■ WORK TASK 1:
Decide whether each statement below agrees with the passage on psychedelics and mystical experience. Answer each with yes or no and quote the words of the passage that decide it.
(a) The 2022 King’s College review found mystical experience positively correlated with better treatment outcomes in every study it examined.
(b) Strassman picked up the expression “storming heaven” at his Zen temple.
(c) Ferguson was about to make a pilgrimage to a shrine in Spain.
■ WORK TASK 2: Print the section of the passage on psychedelics and mystical experience starting with "Eventually, says Michael" and going on through "where spirit resides.".

TEXT SECTION Block Start

NOT EVERYONE THINKS using psychedelics to produce mystical experiences on demand is a good idea. Beyond the obvious concerns (Commodification! Abuse of power!), there are spiritual consequences to consider. Rick Strassman, a leading DMT researcher and critic of the Hopkins lab for what he sees as undue religious zeal among some of its members, calls it “storming heaven.” “It’s an expression I picked up at my Zen temple,” Strassman says. “You just want the experience above all else. You don’t want to be a better person. You don’t want to help humanity. You just want to get into heaven.”
At the same time, scientists are finding that these mystical experiences seem to mediate the therapeutic effect that psychedelics trigger, raising the question of whether the ability to reliably induce them might be a good thing. In one systematic review from 2022, researchers at King’s College, London found that having a mystical experience was positively correlated with better treatment outcomes for conditions like PTSD and addiction in 10 out of 12 studies, suggesting that something other than just neuroplasticity is involved in how psychedelics heal.
Eventually, says Michael Ferguson, a neuroscientist who has held faculty appointments at both Harvard Medical School and Divinity School, the prickly paradigms of science and spirituality will stop competing when it comes to psychedelics. It will become accepted knowledge, he predicts, that “these medical, clinical outcomes flow from spiritual foundations.”
Ferguson, who was raised LDS himself and directs the choir in his Cambridge congregation is attempting to develop the field of neurospirituality, inspired by an epiphany he had as a postdoctorate that neural architecture, Aristotle, and Teresa of Avila were all gesturing towards the same thing: that every human may possess an “interior castle,” or a “divine indwelling,” where spirit resides.
When I catch up with him, he is about to embark on a pilgrimage to Our Lady of Fátima in Portugal. I tell him about one of my sources, Angela DiGiovanni, a former fundamentalist Mormon who left her plural marriage after trying psilocybin under the stars in Arkansas, and seeing God as a female force who helped her give birth to the Earth. Afterwards, she understood herself to be the “the tentacles of God,” tasting and probing reality. She also shared another insight I have heard time and again: The divine cannot be found externally. “God is not in that structure” she recounted, referring to the granite temple in Salt Lake City. “He is inside of us.”

TEXT SECTION Block End
GIVEN ENTRIES Block Start

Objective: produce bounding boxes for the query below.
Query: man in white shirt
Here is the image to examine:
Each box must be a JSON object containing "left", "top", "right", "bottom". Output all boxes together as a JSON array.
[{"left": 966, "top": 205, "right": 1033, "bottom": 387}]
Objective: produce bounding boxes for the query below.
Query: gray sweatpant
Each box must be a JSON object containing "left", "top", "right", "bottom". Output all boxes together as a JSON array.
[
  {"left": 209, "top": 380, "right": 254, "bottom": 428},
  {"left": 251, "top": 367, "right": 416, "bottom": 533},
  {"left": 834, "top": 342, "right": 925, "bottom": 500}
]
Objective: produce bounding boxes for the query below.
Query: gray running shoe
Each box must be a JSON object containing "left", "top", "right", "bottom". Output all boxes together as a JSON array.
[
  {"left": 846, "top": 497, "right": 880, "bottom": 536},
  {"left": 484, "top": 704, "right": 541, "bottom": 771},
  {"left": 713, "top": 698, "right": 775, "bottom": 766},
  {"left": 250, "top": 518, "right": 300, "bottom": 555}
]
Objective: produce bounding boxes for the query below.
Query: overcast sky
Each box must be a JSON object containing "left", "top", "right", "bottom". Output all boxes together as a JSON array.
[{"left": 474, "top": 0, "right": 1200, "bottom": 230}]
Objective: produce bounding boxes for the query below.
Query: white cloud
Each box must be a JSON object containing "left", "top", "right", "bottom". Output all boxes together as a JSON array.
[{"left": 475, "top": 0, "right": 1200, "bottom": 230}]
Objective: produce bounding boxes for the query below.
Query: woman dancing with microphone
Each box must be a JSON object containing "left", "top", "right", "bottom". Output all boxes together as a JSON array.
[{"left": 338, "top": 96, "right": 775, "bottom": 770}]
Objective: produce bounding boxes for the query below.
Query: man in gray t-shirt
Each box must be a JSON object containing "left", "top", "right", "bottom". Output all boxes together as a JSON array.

GIVEN ENTRIES Block End

■ RESPONSE AREA 1:
(a) No: “in 10 out of 12 studies”
(b) Yes: “It’s an expression I picked up at my Zen temple,”
(c) No: “a pilgrimage to Our Lady of Fátima in Portugal”

■ RESPONSE AREA 2:
Eventually, says Michael Ferguson, a neuroscientist who has held faculty appointments at both Harvard Medical School and Divinity School, the prickly paradigms of science and spirituality will stop competing when it comes to psychedelics. It will become accepted knowledge, he predicts, that “these medical, clinical outcomes flow from spiritual foundations.”
Ferguson, who was raised LDS himself and directs the choir in his Cambridge congregation is attempting to develop the field of neurospirituality, inspired by an epiphany he had as a postdoctorate that neural architecture, Aristotle, and Teresa of Avila were all gesturing towards the same thing: that every human may possess an “interior castle,” or a “divine indwelling,” where spirit resides.